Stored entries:
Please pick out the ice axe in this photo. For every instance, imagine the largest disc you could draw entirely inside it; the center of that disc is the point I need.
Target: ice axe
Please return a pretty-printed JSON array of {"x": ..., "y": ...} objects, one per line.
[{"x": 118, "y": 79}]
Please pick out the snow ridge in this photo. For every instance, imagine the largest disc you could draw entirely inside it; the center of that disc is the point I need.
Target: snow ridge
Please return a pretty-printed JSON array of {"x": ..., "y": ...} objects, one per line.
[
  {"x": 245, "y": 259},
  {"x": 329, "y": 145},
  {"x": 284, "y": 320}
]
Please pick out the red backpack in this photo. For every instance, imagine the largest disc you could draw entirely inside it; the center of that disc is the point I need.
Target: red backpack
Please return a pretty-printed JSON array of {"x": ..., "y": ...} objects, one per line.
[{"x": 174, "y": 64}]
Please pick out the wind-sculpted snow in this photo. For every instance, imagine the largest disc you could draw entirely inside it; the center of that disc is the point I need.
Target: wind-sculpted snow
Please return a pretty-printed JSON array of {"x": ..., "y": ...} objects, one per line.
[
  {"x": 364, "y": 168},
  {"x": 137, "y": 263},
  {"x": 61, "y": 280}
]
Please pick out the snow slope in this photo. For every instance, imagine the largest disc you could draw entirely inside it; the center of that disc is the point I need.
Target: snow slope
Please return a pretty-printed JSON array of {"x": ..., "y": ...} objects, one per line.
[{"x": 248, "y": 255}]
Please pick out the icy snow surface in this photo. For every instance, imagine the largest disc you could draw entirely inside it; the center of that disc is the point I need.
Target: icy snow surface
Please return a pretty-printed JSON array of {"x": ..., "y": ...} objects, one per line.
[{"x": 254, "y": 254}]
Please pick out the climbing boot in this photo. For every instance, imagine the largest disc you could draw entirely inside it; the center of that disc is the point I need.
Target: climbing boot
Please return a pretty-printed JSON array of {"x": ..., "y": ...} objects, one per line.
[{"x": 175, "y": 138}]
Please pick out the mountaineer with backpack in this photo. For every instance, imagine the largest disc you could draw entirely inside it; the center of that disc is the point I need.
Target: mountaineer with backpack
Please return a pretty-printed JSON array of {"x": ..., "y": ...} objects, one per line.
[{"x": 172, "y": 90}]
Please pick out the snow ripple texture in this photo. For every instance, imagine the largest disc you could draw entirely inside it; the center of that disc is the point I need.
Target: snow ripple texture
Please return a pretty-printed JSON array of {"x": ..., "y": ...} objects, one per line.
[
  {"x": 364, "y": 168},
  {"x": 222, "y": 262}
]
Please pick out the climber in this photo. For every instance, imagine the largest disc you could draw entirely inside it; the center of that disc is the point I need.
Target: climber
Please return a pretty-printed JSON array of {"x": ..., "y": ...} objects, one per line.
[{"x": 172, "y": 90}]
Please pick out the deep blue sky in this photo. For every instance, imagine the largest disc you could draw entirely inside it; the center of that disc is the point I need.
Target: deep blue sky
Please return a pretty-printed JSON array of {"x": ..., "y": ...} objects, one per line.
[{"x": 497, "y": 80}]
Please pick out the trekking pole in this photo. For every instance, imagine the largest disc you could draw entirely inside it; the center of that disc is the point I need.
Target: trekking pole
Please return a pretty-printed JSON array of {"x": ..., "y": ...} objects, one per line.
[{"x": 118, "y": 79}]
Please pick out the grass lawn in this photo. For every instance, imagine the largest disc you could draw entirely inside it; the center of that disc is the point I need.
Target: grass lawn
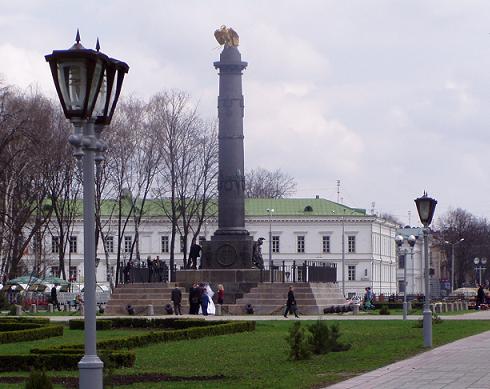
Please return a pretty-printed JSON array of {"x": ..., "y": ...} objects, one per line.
[{"x": 259, "y": 359}]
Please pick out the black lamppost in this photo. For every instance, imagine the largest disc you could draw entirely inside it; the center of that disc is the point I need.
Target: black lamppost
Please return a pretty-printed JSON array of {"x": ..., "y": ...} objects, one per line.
[
  {"x": 426, "y": 207},
  {"x": 88, "y": 83}
]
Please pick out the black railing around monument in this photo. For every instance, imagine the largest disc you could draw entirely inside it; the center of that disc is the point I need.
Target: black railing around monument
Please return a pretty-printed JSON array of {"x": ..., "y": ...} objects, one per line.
[{"x": 306, "y": 271}]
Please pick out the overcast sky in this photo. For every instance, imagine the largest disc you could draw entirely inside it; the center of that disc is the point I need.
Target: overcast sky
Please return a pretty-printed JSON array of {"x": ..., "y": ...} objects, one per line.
[{"x": 390, "y": 97}]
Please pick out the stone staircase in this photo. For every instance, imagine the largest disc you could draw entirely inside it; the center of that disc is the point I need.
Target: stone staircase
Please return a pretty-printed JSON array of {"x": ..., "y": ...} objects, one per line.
[
  {"x": 140, "y": 296},
  {"x": 270, "y": 298}
]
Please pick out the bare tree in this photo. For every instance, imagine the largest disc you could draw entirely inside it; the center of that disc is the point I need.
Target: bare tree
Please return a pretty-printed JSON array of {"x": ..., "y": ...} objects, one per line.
[{"x": 263, "y": 183}]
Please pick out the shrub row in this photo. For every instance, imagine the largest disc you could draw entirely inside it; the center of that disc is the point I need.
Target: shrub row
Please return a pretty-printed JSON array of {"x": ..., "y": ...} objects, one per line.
[
  {"x": 31, "y": 334},
  {"x": 170, "y": 323},
  {"x": 79, "y": 324},
  {"x": 61, "y": 361},
  {"x": 13, "y": 326},
  {"x": 129, "y": 342},
  {"x": 13, "y": 319},
  {"x": 415, "y": 305}
]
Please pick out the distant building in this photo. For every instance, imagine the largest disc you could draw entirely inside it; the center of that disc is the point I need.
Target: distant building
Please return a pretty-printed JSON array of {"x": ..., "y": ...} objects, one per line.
[{"x": 302, "y": 230}]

YOUR GOAL: Quote every record above exactly, omitting any pictures they contain.

REPLY TO THE EXERCISE:
Please pick out the ice axe in this photo. For every instance, imagine the largest disc you could draw entirely inside it; the center of that disc is the point I need.
Target: ice axe
Please return a pretty-printed JSON array of {"x": ..., "y": ...} objects, one per line.
[{"x": 118, "y": 79}]
Please pick out the snow ridge in this photo. For every instance, imagine the largest disc you could draw entirely inside it; the center of that disc is the point I need.
Target: snow ridge
Please return a pretty-printed JSON array of {"x": ..., "y": ...} objects, one per line.
[
  {"x": 245, "y": 259},
  {"x": 329, "y": 145},
  {"x": 284, "y": 320}
]
Please pick out the red backpack in this photo. For every instance, imagine the largest disc you could draw entirely inside it; the center of that disc is the point I need.
Target: red backpack
Please return a pretty-printed JSON array of {"x": ..., "y": ...} objects, one per line.
[{"x": 174, "y": 64}]
Please pick out the wind-sculpted snow in this photo. For every instance, imagine the largest disc you could draw entirely inside it; the center of that disc is the point I need.
Target: wind-sculpted snow
Please return a pretty-printed JSON array of {"x": ..., "y": ...} objects, one per line.
[
  {"x": 364, "y": 168},
  {"x": 137, "y": 263},
  {"x": 61, "y": 280}
]
Please pick out the snow slope in this photo. For every instance, imagine the largest disc you could draw entirely inside it; the center of that disc is the point I need.
Target: snow slope
Please return a pretty-printed JSON array of {"x": ..., "y": ...} objects, one per line.
[{"x": 248, "y": 255}]
Please pick out the icy snow surface in this photo. For every instance, imagine the largest disc you could draw entirely inside it; the center of that disc is the point I need.
Target: icy snow surface
Please return a pretty-printed JSON array of {"x": ..., "y": ...} objects, one per line.
[{"x": 254, "y": 254}]
Please pick out the climbing boot in this photo. For every instance, imagine the largest disc you could draw entirely inside it; the center of that disc is the point I need.
Target: climbing boot
Please return a pretty-printed JSON array of {"x": ..., "y": ...} objects, one per line.
[{"x": 175, "y": 138}]
Please pick out the mountaineer with backpack in this photo. For every instance, imagine the largest disc you could draw entirely inside it; the center of that disc is the point I need.
Target: mountaineer with backpack
Please return a pretty-printed JSON array of {"x": ..., "y": ...} objects, one per line.
[{"x": 172, "y": 90}]
Please pick out the snow ripple texture in this photo. For every instance, imagine the largest disc you could draw entirely inside it; the center of that disc is the point I need.
Target: snow ripple texture
Please return a pretty-printed JSON array of {"x": ..., "y": ...} objects, one per line.
[
  {"x": 364, "y": 168},
  {"x": 222, "y": 262}
]
Please pick out the climber in this photo. For every instance, imagine the largest disc you could draw entirely inside it; the center of that disc is the point I need.
Target: climber
Please return a pretty-printed JSON array of {"x": ..., "y": ...} objects, one per line.
[{"x": 172, "y": 90}]
Please pick out the deep blue sky in this photo. For every instance, imagine the largest disc you could draw entirely inside it; the center of that disc is the point I need.
Target: deep blue sky
Please return a pretty-printed JSON array of {"x": ..., "y": ...} objects, one per line.
[{"x": 497, "y": 80}]
Please pick out the trekking pole in this photo. For every instance, imagine the largest disc you could draw entirely inside it; the center of that disc is the point I need.
Target: trekking pole
Please return a pretty-printed JSON array of {"x": ..., "y": ...} objects, one per line.
[{"x": 118, "y": 79}]
Please pick out the grass lawn in this photo. For every instance, imagine the largest disc you could draw entirely inside it; the center of that disc is the point I need.
Target: grass lawn
Please return a pretty-printed JSON array of {"x": ..., "y": ...} objects, one per line.
[{"x": 259, "y": 359}]
Please pick out the black lamppost in this photo. For every instance, imagine the largest disc you could draw entirely inside it; the center of that disc is the point I need.
Target: black lamppost
Please return a pretty-printed JSON array of {"x": ..., "y": ...} objects, one per line.
[
  {"x": 426, "y": 207},
  {"x": 88, "y": 83}
]
Please pick out the black railing around monument in this photo. For every instance, imagine the largest disc you could draw entirely inside it; the center of that disc is the point I need.
Target: black railing around monument
Please return a pretty-printed JSON array of {"x": ..., "y": ...} objects, one per line.
[{"x": 306, "y": 271}]
Please pick out the overcast sky in this photo. For every instance, imagine the largest disc you could draw entirely inside it; the center of that disc is the point I need.
Target: overcast sky
Please return a pretty-printed JSON array of {"x": ..., "y": ...} objects, one per line.
[{"x": 390, "y": 97}]
Please pick out the stone staircase in this photo. For every instance, imagine the largest disc you could draw entirely inside it; the center of that disc is the point I need.
Target: stone staircase
Please return a pretty-printed JSON array of {"x": ..., "y": ...} objects, one per line.
[
  {"x": 140, "y": 296},
  {"x": 270, "y": 298}
]
Please pick out the bare tree in this photo. For every instance, imagine the largest disc you could draw entirely inside it; the center of that disc is the point I need.
Target: bare tree
Please return a pretty-printed JSON array of {"x": ..., "y": ...} objects, one per line.
[{"x": 263, "y": 183}]
Please pick out the shrub row in this photo. For every instance, imagine the largest disc you could draw entirely inside it; the center of that disc is the point I need.
Target: shrub row
Please return a pretty-printed JSON array of {"x": ..., "y": ...} objects, one per line.
[
  {"x": 31, "y": 334},
  {"x": 170, "y": 323},
  {"x": 79, "y": 324},
  {"x": 61, "y": 361},
  {"x": 13, "y": 326},
  {"x": 129, "y": 342},
  {"x": 13, "y": 319},
  {"x": 415, "y": 305}
]
Please pick out the distant building in this photo. For every instance, imagine the largest disc you could draw entirely inside it; the center of that disc is the point I need.
Target: distant building
Please return a pretty-printed JSON array of {"x": ..., "y": ...} objects, one per line.
[{"x": 302, "y": 230}]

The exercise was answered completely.